Task requirements ▸ Convert every line of the entries below into a JSON list of strings, one string per line, skipping blank lines. Leave the pictures out.

Entries from a segmentation dataset:
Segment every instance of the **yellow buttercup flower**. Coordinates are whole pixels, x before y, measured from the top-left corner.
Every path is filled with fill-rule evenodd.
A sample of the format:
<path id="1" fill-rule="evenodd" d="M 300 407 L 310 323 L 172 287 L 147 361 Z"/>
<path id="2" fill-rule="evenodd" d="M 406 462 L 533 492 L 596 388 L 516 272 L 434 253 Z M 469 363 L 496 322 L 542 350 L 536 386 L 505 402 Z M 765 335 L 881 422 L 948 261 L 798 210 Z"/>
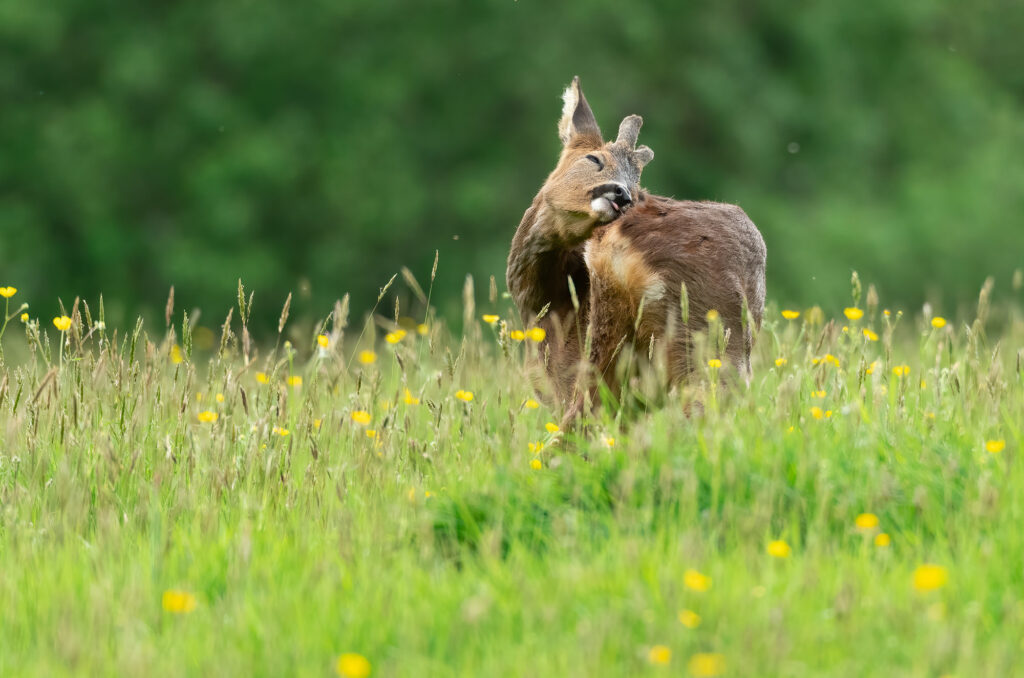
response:
<path id="1" fill-rule="evenodd" d="M 725 673 L 725 656 L 718 652 L 697 652 L 686 663 L 694 678 L 715 678 Z"/>
<path id="2" fill-rule="evenodd" d="M 679 623 L 687 629 L 695 629 L 700 626 L 700 616 L 692 609 L 679 610 Z"/>
<path id="3" fill-rule="evenodd" d="M 843 314 L 846 315 L 851 321 L 859 321 L 864 316 L 863 309 L 857 308 L 855 306 L 847 306 L 843 309 Z"/>
<path id="4" fill-rule="evenodd" d="M 949 571 L 942 565 L 925 563 L 913 570 L 913 588 L 918 591 L 935 591 L 949 581 Z"/>
<path id="5" fill-rule="evenodd" d="M 997 455 L 1007 449 L 1007 441 L 1002 439 L 998 440 L 985 440 L 985 452 L 993 455 Z"/>
<path id="6" fill-rule="evenodd" d="M 164 591 L 161 604 L 164 611 L 174 615 L 187 615 L 196 609 L 196 596 L 186 591 Z"/>
<path id="7" fill-rule="evenodd" d="M 370 670 L 370 661 L 355 652 L 345 652 L 338 658 L 335 666 L 335 671 L 341 678 L 368 678 Z"/>
<path id="8" fill-rule="evenodd" d="M 857 529 L 871 531 L 879 526 L 879 516 L 873 513 L 861 513 L 853 521 L 853 524 L 857 525 Z"/>
<path id="9" fill-rule="evenodd" d="M 698 573 L 695 569 L 687 569 L 683 573 L 683 586 L 691 591 L 703 593 L 711 588 L 711 577 Z"/>
<path id="10" fill-rule="evenodd" d="M 647 650 L 647 661 L 657 666 L 665 666 L 672 661 L 672 650 L 665 645 L 654 645 Z"/>

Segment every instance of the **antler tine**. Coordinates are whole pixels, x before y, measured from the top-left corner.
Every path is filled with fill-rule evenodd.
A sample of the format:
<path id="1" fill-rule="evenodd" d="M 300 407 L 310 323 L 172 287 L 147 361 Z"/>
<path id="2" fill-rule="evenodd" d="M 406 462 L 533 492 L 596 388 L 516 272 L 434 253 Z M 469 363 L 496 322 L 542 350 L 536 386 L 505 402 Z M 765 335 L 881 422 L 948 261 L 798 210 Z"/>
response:
<path id="1" fill-rule="evenodd" d="M 637 147 L 637 137 L 640 135 L 640 127 L 643 125 L 643 118 L 640 116 L 626 116 L 618 126 L 618 137 L 615 143 L 625 143 L 631 151 Z"/>

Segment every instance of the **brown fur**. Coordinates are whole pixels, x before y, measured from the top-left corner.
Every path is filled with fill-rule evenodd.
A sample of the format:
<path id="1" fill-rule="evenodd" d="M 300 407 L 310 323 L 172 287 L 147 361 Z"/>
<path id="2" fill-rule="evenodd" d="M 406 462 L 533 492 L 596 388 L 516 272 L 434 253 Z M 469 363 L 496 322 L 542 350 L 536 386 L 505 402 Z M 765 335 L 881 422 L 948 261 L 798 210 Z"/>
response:
<path id="1" fill-rule="evenodd" d="M 585 393 L 596 399 L 597 379 L 617 394 L 614 363 L 624 347 L 644 355 L 656 347 L 669 384 L 679 383 L 692 369 L 691 335 L 707 328 L 712 309 L 730 337 L 725 356 L 748 375 L 754 328 L 743 322 L 743 307 L 745 302 L 760 326 L 766 260 L 761 234 L 734 205 L 640 190 L 640 172 L 653 157 L 646 146 L 635 147 L 640 118 L 628 117 L 618 138 L 605 143 L 578 79 L 565 100 L 559 124 L 564 147 L 516 230 L 507 281 L 524 324 L 549 309 L 539 321 L 548 333 L 545 372 L 566 420 L 583 412 Z M 594 197 L 612 184 L 628 188 L 633 201 L 621 216 Z M 686 325 L 680 317 L 684 284 Z"/>

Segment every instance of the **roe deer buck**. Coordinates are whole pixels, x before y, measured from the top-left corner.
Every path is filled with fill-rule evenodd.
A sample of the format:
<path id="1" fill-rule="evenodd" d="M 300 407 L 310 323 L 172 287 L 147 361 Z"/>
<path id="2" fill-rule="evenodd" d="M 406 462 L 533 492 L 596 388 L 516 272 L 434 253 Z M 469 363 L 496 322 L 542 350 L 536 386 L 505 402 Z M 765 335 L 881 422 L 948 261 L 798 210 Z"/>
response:
<path id="1" fill-rule="evenodd" d="M 562 98 L 561 157 L 523 214 L 506 281 L 523 323 L 547 333 L 545 369 L 565 422 L 583 413 L 585 394 L 596 398 L 600 379 L 617 396 L 623 346 L 640 354 L 656 348 L 669 384 L 680 382 L 692 369 L 691 335 L 707 328 L 713 309 L 726 356 L 749 378 L 751 325 L 760 326 L 764 311 L 761 234 L 735 205 L 642 190 L 641 171 L 654 157 L 636 145 L 643 120 L 628 116 L 605 143 L 579 78 Z"/>

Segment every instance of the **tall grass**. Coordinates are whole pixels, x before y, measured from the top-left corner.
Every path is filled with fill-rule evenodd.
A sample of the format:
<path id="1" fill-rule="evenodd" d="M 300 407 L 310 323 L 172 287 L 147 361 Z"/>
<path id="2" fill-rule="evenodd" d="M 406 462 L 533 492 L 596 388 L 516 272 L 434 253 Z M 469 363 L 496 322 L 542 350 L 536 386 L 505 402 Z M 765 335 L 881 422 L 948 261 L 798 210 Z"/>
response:
<path id="1" fill-rule="evenodd" d="M 461 336 L 345 303 L 251 335 L 241 286 L 219 341 L 173 299 L 14 319 L 0 675 L 1013 675 L 1016 301 L 770 308 L 749 387 L 703 354 L 585 435 L 471 286 Z"/>

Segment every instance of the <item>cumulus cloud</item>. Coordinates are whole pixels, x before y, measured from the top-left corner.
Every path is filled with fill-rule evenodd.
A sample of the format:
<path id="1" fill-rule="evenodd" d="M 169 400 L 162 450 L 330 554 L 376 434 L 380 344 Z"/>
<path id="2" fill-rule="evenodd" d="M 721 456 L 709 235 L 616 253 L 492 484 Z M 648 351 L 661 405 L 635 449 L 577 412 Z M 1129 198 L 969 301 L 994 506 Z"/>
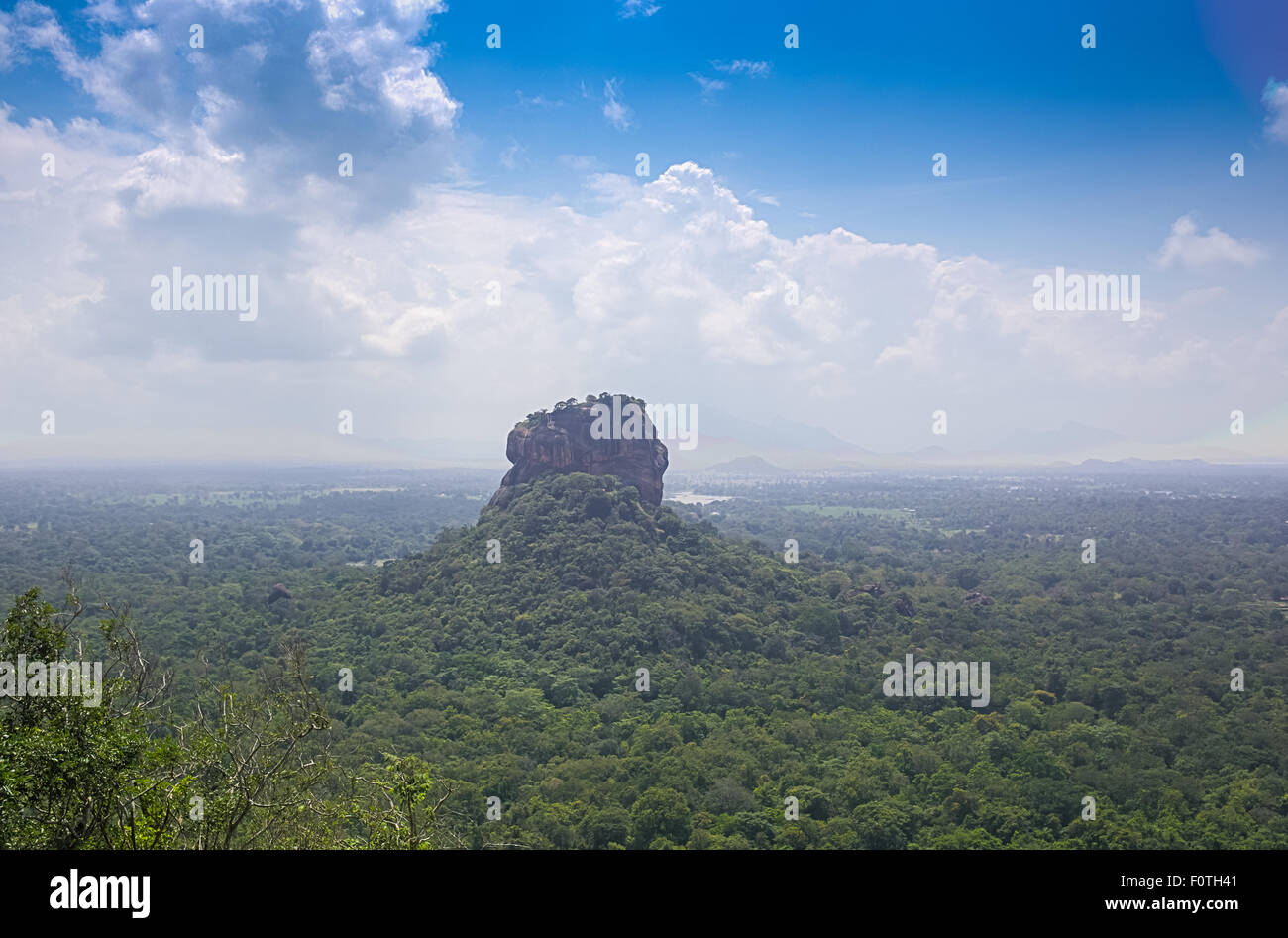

Answer to the exercise ▸
[
  "Segment every instance of the **yellow buttercup flower**. Coordinates are whole pixels, x before y, measured from the top-left corner.",
  "Every path is filled with fill-rule evenodd.",
  "A sample of the format:",
  "<path id=\"1\" fill-rule=\"evenodd\" d=\"M 300 407 L 310 323 L 172 287 L 147 361 Z\"/>",
  "<path id=\"2\" fill-rule=\"evenodd\" d=\"M 406 462 L 533 492 L 596 388 L 516 272 L 434 253 Z M 469 363 L 496 322 L 542 350 L 536 386 L 505 402 Z M 765 335 L 881 422 L 948 261 L 798 210 Z\"/>",
  "response:",
  "<path id=\"1\" fill-rule=\"evenodd\" d=\"M 725 673 L 725 656 L 718 652 L 697 652 L 686 663 L 694 678 L 715 678 Z\"/>",
  "<path id=\"2\" fill-rule=\"evenodd\" d=\"M 679 623 L 687 629 L 695 629 L 700 626 L 700 616 L 692 609 L 679 610 Z\"/>",
  "<path id=\"3\" fill-rule=\"evenodd\" d=\"M 843 314 L 846 315 L 851 321 L 859 321 L 864 316 L 863 309 L 857 308 L 855 306 L 847 306 L 843 309 Z\"/>",
  "<path id=\"4\" fill-rule=\"evenodd\" d=\"M 949 571 L 942 565 L 925 563 L 913 570 L 913 588 L 918 591 L 935 591 L 949 581 Z\"/>",
  "<path id=\"5\" fill-rule=\"evenodd\" d=\"M 997 455 L 1007 449 L 1007 441 L 1002 439 L 998 440 L 985 440 L 985 452 L 993 455 Z\"/>",
  "<path id=\"6\" fill-rule=\"evenodd\" d=\"M 164 591 L 161 604 L 164 611 L 174 615 L 187 615 L 196 609 L 196 596 L 186 591 Z\"/>",
  "<path id=\"7\" fill-rule=\"evenodd\" d=\"M 370 670 L 370 661 L 355 652 L 345 652 L 338 658 L 335 666 L 335 671 L 341 678 L 368 678 Z\"/>",
  "<path id=\"8\" fill-rule=\"evenodd\" d=\"M 857 529 L 871 531 L 879 526 L 879 516 L 873 513 L 861 513 L 853 521 L 853 524 L 857 525 Z\"/>",
  "<path id=\"9\" fill-rule=\"evenodd\" d=\"M 698 573 L 695 569 L 687 569 L 683 573 L 683 586 L 691 591 L 703 593 L 711 588 L 711 577 Z\"/>",
  "<path id=\"10\" fill-rule=\"evenodd\" d=\"M 647 650 L 647 661 L 657 666 L 665 666 L 672 661 L 672 650 L 665 645 L 654 645 Z\"/>",
  "Segment every instance of the **antler tine**. Coordinates are whole pixels, x before y, measured from the top-left corner.",
  "Every path is filled with fill-rule evenodd.",
  "A sample of the format:",
  "<path id=\"1\" fill-rule=\"evenodd\" d=\"M 300 407 L 310 323 L 172 287 L 147 361 Z\"/>",
  "<path id=\"2\" fill-rule=\"evenodd\" d=\"M 406 462 L 533 492 L 596 388 L 516 272 L 434 253 Z M 469 363 L 496 322 L 542 350 L 536 386 L 505 402 Z M 765 335 L 881 422 L 948 261 L 798 210 Z\"/>",
  "response:",
  "<path id=\"1\" fill-rule=\"evenodd\" d=\"M 637 147 L 637 137 L 640 135 L 640 127 L 643 125 L 643 118 L 640 116 L 626 116 L 618 126 L 618 137 L 615 143 L 625 143 L 631 151 Z\"/>",
  "Segment every instance of the **brown fur**. Coordinates are whole pixels, x before y, measured from the top-left corner.",
  "Every path is filled with fill-rule evenodd.",
  "A sample of the format:",
  "<path id=\"1\" fill-rule=\"evenodd\" d=\"M 300 407 L 310 323 L 172 287 L 147 361 Z\"/>",
  "<path id=\"2\" fill-rule=\"evenodd\" d=\"M 406 462 L 533 492 L 596 388 L 516 272 L 434 253 Z M 469 363 L 496 322 L 542 350 L 536 386 L 505 402 Z M 765 335 L 881 422 L 948 261 L 798 210 Z\"/>",
  "response:",
  "<path id=\"1\" fill-rule=\"evenodd\" d=\"M 585 393 L 596 399 L 597 379 L 617 394 L 614 363 L 624 347 L 644 355 L 656 347 L 669 384 L 679 383 L 692 369 L 691 335 L 707 328 L 712 309 L 730 337 L 725 356 L 748 375 L 754 328 L 743 322 L 743 307 L 745 302 L 760 326 L 766 260 L 761 234 L 734 205 L 640 190 L 640 172 L 653 157 L 646 146 L 635 147 L 640 118 L 628 117 L 618 138 L 605 143 L 578 79 L 565 100 L 559 124 L 564 147 L 516 230 L 507 281 L 524 324 L 549 309 L 539 321 L 548 333 L 545 372 L 566 420 L 583 412 Z M 594 197 L 612 184 L 628 188 L 633 201 L 621 216 Z M 686 325 L 680 317 L 684 284 Z\"/>",
  "Segment every instance of the **roe deer buck**. Coordinates are whole pixels, x before y, measured from the top-left corner.",
  "Every path is filled with fill-rule evenodd.",
  "A sample of the format:",
  "<path id=\"1\" fill-rule=\"evenodd\" d=\"M 300 407 L 310 323 L 172 287 L 147 361 Z\"/>",
  "<path id=\"2\" fill-rule=\"evenodd\" d=\"M 406 462 L 533 492 L 596 388 L 516 272 L 434 253 Z M 469 363 L 496 322 L 542 350 L 536 386 L 505 402 Z M 765 335 L 881 422 L 948 261 L 798 210 Z\"/>",
  "response:",
  "<path id=\"1\" fill-rule=\"evenodd\" d=\"M 562 98 L 561 157 L 523 214 L 506 281 L 523 323 L 547 333 L 545 369 L 565 422 L 583 413 L 585 394 L 596 398 L 600 379 L 617 396 L 623 346 L 640 354 L 656 348 L 669 384 L 680 382 L 692 369 L 691 335 L 707 328 L 713 309 L 726 356 L 749 378 L 751 325 L 760 326 L 764 311 L 761 234 L 735 205 L 642 190 L 641 171 L 654 157 L 636 145 L 643 120 L 628 116 L 605 143 L 579 78 Z\"/>",
  "Segment every instance of the **tall grass**. Coordinates are whole pixels, x before y, measured from the top-left corner.",
  "Every path is filled with fill-rule evenodd.",
  "A sample of the format:",
  "<path id=\"1\" fill-rule=\"evenodd\" d=\"M 300 407 L 310 323 L 172 287 L 147 361 Z\"/>",
  "<path id=\"2\" fill-rule=\"evenodd\" d=\"M 406 462 L 533 492 L 596 388 L 516 272 L 434 253 Z M 469 363 L 496 322 L 542 350 L 536 386 L 505 402 Z M 765 335 L 881 422 L 948 261 L 798 210 Z\"/>",
  "response:",
  "<path id=\"1\" fill-rule=\"evenodd\" d=\"M 461 336 L 345 303 L 251 335 L 241 286 L 219 341 L 173 299 L 14 319 L 0 675 L 1013 675 L 1016 301 L 770 308 L 749 387 L 703 354 L 585 435 L 471 286 Z\"/>",
  "Segment every instance of the <item>cumulus cloud</item>. Coordinates are whole pixels, x before y, measured from the top-left corner.",
  "Every path is filled with fill-rule evenodd.",
  "A sample of the format:",
  "<path id=\"1\" fill-rule=\"evenodd\" d=\"M 169 400 L 162 450 L 330 554 L 376 434 L 380 344 Z\"/>",
  "<path id=\"2\" fill-rule=\"evenodd\" d=\"M 721 456 L 709 235 L 616 253 L 492 484 Z M 648 351 L 661 405 L 635 449 L 577 412 Z M 1129 198 L 969 301 L 994 506 Z\"/>"
]